[Entries taken from a collection]
============
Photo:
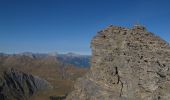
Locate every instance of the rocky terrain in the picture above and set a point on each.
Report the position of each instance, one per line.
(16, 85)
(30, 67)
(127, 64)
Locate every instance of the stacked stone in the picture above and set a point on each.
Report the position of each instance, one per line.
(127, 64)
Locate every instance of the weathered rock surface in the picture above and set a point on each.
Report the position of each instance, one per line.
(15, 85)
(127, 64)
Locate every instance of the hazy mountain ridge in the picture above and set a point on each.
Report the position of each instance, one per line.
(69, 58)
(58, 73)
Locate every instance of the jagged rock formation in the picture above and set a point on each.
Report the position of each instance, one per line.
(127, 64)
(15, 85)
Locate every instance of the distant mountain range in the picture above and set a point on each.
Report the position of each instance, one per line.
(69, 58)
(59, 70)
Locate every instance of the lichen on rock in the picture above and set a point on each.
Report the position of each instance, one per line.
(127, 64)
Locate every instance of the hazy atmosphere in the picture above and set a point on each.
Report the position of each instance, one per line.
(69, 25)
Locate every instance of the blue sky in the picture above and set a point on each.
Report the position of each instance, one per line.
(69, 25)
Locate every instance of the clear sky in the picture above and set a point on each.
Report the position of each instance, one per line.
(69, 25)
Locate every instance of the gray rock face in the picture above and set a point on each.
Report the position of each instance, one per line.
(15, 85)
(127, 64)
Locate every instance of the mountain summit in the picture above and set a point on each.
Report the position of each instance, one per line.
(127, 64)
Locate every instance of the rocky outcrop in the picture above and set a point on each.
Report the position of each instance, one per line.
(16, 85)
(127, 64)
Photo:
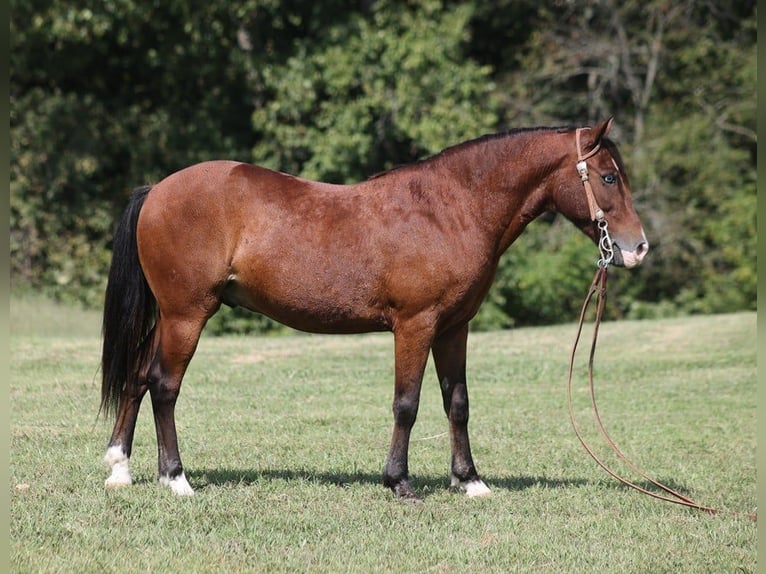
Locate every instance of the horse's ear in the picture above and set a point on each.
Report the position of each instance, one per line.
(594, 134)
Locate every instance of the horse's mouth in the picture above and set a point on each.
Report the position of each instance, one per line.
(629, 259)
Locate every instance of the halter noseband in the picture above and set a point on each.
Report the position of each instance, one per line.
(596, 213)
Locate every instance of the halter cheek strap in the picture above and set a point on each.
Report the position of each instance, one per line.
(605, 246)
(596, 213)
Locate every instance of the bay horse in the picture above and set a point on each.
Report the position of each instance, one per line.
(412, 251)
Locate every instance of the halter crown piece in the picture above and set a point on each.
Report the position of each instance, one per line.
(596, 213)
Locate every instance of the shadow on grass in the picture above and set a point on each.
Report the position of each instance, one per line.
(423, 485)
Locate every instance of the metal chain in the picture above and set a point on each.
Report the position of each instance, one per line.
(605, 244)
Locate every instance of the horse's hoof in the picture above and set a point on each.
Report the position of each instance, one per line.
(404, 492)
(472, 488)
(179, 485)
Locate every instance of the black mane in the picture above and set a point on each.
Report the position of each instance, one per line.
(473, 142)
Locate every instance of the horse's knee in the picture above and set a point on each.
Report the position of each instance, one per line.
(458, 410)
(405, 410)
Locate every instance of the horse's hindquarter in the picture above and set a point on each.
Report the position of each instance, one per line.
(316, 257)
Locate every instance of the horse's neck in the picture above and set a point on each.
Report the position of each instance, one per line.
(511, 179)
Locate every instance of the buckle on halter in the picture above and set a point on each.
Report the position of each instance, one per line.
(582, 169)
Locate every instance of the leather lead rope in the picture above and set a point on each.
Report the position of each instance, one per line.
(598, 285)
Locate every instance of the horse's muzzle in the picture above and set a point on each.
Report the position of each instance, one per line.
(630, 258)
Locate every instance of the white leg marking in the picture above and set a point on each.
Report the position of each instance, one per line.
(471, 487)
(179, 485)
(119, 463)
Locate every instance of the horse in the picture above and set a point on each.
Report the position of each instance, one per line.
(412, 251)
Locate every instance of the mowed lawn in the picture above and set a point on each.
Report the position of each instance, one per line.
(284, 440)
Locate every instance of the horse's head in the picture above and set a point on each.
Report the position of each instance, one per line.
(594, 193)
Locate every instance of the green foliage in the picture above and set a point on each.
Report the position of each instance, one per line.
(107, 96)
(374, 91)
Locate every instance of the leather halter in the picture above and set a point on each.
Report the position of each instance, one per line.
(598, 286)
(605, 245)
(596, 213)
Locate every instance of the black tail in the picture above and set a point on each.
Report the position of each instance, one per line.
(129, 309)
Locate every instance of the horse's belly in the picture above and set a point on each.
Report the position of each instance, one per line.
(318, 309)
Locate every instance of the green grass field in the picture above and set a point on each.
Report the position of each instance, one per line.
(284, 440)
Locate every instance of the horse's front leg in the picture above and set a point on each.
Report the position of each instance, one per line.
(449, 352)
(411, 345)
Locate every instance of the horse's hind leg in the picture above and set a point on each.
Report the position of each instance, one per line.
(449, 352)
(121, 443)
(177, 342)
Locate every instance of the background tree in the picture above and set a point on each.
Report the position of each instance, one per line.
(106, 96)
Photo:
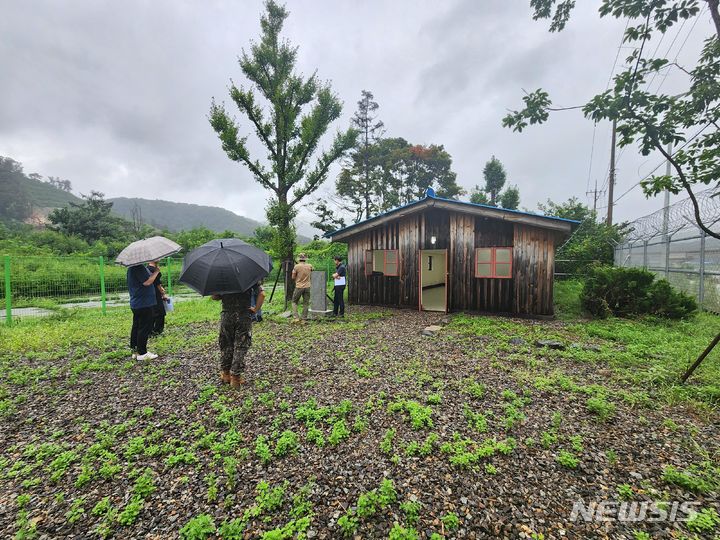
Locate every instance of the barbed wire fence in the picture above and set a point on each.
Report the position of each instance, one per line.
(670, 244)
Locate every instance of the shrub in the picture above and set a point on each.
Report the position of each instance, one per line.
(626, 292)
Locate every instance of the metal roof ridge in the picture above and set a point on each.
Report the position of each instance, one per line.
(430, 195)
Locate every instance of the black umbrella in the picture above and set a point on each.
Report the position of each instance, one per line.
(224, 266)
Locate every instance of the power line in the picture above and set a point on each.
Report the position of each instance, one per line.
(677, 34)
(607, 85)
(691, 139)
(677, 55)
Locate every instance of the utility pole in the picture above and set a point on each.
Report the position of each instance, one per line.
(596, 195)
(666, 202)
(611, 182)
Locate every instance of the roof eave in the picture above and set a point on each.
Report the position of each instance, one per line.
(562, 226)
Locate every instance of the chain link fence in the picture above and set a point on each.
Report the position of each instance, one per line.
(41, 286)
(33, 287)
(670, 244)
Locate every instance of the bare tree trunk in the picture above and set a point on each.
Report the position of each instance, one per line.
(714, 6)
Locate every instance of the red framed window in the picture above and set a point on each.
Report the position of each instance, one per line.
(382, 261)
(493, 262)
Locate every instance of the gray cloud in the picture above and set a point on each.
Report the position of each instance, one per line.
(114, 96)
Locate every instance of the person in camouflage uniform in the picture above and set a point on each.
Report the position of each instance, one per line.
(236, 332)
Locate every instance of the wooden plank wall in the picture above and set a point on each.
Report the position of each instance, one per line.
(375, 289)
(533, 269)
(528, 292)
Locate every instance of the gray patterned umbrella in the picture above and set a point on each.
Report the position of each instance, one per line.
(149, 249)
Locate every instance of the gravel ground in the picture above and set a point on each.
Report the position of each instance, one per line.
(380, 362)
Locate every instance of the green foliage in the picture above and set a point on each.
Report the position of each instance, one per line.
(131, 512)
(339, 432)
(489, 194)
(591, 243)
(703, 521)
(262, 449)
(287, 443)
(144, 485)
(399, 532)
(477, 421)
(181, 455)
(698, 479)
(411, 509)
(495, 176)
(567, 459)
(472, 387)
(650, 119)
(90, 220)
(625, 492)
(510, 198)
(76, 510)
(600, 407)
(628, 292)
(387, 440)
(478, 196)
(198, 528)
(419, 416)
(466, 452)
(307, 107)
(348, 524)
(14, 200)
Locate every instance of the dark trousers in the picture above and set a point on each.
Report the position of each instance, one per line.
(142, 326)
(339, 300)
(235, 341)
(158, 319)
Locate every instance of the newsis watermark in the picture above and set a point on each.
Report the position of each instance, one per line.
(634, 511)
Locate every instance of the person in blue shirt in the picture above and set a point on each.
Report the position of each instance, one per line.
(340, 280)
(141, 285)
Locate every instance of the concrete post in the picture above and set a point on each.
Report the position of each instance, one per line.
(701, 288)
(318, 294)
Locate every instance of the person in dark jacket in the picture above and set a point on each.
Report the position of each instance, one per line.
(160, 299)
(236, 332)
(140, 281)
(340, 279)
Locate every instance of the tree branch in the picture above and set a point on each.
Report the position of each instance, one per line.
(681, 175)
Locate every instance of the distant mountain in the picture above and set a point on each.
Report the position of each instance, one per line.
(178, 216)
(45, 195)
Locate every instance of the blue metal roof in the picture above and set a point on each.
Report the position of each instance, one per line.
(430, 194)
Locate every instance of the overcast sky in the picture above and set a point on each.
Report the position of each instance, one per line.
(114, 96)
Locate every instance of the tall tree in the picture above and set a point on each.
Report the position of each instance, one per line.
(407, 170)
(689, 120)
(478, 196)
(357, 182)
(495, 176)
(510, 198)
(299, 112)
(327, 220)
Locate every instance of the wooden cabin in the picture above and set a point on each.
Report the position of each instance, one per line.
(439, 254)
============
Your goal:
Copy out each line of the data above, exactly, if it lies between the line holding "Locate every instance of the person in camouflage" and the line holding "Locate every instance of the wooden plank", inclusive; copy no other line.

Output for this exercise:
Locate every instance of the person in camouflage uniform in the picture above and set a point on each.
Report the position of each instance, one per line.
(236, 332)
Locate every instance of the wooden plank wall in the picture above and set a point on each.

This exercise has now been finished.